### Page text
__________

[pfiir at pfinr.org: [ PFFR ] Google Employee's Anti-Diversity Manifesto Goes 'Internally Viral']

Steve Kinney admin at pilobilus.net
Sun Aug 6 16:27:23 PDT 2017


On 08/06/2017 12:52 PM, jim bell wrote:

>>Leftist = rightist = centrist = financialist.
>
>>Using these obsolete terms does nothing but stultify the conversation.
> Let's try to find a more expressive and useful vocabulary for political
> discussion.
>
> Particularly since the Nolan Chart, combined with the World's Smallest
> Political Quiz, is so much more informative:
>
> https://en.wikipedia.org/wiki/Nolan_Chart
>
> "Frustrated by the "left-right" line analysis that leaves no room for
> other ideologies, Nolan devised a chart with two axes which would come
> to be known as the Nolan Chart. The Nolan Chart is the centerpiece of
> the World's Smallest Political Quiz

The Nolan Chart, beloved recruiting tool of the Libertarian Party, works
reliably as such because - along with the associated diagnostic
instrument - it measures and graphs the desire of the individual for ego
gratification and freedom of action. 

Anyone who passes the Nolan test by landing in the "Libertarian"
quadrant - a foregone conclusion for most healthy adults - should
proceed from this introspective analysis to consideration of which
political / economic system would offer the best shot at implementing
their lifestyle choices as "rugged individualists."  The Nolan
instrument provides no help, as its diagnostic output indicates personal
preferences among a set of stereotyped partisan sales pitches - not the
net impact of competing public policy agendas on individual "freedom." 
The Nolan test indicates what people believe about themselves, not the
actual motives that affect their actions - otherwise, the inevitable
conversion of our society to a Libertarian model of governance would
have happened decades ago. 

To represent something more like the real world, I propose a somewhat
different graph to represent a two dimensional array of political /
economic organizational principles:  The vertical axis represents State
power mediated by applied violence as an Authoritarian / Anarchist
scale; the horizontal axis represents Private power mediated by applied
economic force on a Capitalism / Free Enterprise scale.  The upper left
corner represents total concentration of power in the fewest hands, the
lower right corner represents uniform distribution of power across an
entire population.

__________

### Saved data entries

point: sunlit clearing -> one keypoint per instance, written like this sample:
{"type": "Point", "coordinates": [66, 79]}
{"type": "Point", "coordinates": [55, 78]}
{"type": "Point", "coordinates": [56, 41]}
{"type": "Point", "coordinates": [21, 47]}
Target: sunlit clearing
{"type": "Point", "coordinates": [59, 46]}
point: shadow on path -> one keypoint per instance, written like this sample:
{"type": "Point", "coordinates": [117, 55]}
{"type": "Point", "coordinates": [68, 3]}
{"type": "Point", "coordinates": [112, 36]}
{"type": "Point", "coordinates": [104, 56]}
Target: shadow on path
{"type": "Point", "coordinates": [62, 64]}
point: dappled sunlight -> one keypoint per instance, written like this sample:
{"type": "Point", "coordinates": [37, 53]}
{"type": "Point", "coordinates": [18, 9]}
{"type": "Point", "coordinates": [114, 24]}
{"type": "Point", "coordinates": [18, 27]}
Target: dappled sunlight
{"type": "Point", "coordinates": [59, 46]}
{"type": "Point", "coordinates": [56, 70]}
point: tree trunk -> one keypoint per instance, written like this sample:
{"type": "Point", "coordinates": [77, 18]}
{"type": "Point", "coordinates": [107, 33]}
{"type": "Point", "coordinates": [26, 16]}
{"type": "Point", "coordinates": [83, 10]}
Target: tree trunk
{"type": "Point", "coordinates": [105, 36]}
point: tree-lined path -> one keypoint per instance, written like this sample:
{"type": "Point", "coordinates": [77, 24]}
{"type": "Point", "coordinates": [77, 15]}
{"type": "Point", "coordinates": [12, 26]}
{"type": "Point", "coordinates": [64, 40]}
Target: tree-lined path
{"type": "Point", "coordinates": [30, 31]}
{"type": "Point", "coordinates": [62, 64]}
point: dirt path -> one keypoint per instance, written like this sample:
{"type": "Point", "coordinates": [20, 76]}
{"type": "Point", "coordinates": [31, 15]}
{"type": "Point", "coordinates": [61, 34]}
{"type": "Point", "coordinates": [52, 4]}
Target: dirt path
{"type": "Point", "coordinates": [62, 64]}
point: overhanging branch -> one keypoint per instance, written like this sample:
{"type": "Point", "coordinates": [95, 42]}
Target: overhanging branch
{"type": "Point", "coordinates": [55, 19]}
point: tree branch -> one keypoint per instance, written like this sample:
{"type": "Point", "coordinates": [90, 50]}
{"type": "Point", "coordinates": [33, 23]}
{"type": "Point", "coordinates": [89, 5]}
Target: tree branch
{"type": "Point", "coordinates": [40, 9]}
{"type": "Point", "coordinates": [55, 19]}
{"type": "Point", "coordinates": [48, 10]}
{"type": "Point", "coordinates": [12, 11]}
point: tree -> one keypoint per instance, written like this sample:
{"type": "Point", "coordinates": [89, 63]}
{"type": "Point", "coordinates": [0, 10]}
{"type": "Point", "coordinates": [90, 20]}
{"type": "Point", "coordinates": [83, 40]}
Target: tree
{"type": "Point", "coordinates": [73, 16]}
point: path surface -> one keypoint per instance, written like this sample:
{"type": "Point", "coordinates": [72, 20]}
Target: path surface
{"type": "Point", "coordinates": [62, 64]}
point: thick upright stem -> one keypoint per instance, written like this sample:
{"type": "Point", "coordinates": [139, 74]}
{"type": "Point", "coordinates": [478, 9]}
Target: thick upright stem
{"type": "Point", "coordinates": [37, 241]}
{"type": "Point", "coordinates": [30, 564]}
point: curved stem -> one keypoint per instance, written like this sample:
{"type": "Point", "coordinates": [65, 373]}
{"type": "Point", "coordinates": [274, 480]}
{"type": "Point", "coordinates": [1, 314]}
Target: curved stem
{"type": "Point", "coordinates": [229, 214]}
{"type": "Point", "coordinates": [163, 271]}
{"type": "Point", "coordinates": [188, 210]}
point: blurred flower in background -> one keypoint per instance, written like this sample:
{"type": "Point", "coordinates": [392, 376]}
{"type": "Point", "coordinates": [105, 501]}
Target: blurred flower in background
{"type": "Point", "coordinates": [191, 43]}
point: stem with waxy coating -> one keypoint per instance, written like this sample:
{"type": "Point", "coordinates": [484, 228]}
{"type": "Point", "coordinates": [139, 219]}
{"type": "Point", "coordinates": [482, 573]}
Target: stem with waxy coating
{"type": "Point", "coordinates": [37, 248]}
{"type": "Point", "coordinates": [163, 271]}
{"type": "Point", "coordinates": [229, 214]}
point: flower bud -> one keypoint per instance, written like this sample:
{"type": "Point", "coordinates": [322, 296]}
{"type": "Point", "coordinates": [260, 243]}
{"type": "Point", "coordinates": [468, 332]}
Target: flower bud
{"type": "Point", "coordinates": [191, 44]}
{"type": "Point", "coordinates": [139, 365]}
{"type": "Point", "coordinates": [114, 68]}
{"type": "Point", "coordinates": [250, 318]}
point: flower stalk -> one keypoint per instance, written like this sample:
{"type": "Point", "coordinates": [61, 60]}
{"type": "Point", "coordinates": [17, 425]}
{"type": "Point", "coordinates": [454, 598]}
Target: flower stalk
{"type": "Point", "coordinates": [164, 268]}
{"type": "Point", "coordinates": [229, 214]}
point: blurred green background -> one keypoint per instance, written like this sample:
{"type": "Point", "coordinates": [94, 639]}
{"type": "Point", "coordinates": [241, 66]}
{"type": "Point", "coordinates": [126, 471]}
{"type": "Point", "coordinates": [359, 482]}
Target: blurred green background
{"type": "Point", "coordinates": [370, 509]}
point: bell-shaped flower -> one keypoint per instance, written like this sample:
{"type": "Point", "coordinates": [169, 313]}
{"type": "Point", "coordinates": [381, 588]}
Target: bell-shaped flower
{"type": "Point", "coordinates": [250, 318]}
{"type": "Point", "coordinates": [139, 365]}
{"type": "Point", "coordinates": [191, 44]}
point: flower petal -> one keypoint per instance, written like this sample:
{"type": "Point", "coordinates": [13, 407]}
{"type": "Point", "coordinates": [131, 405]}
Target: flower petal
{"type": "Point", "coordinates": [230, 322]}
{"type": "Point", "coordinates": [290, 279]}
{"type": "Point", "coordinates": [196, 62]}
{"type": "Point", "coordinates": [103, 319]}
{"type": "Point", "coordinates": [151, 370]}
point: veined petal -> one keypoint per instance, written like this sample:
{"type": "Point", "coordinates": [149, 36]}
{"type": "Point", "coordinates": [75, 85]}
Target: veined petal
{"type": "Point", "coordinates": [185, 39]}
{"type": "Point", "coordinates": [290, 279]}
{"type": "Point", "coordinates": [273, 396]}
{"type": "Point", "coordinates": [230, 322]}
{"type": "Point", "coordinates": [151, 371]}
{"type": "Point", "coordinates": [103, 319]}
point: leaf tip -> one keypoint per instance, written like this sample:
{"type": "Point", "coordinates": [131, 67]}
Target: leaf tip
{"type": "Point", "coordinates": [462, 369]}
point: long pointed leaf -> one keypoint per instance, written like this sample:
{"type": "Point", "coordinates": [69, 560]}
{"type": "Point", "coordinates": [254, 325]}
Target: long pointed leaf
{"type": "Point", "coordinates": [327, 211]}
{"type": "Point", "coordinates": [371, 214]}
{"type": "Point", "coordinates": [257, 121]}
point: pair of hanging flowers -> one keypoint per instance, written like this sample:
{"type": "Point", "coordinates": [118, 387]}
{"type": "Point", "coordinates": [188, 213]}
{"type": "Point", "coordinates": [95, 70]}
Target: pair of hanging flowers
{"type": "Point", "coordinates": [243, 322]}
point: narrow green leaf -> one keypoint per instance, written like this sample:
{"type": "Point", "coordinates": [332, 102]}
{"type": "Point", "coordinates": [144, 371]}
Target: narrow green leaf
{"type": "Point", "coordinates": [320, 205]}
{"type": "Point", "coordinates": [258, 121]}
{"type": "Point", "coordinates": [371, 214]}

__________

### Work to be completed
Set down the mailing-list post word for word, from "Steve Kinney admin" up to and including "stultify the conversation.". Work from the mailing-list post alone.

### Answer for this exercise
Steve Kinney admin at pilobilus.net
Sun Aug 6 16:27:23 PDT 2017


On 08/06/2017 12:52 PM, jim bell wrote:

>>Leftist = rightist = centrist = financialist.
>
>>Using these obsolete terms does nothing but stultify the conversation.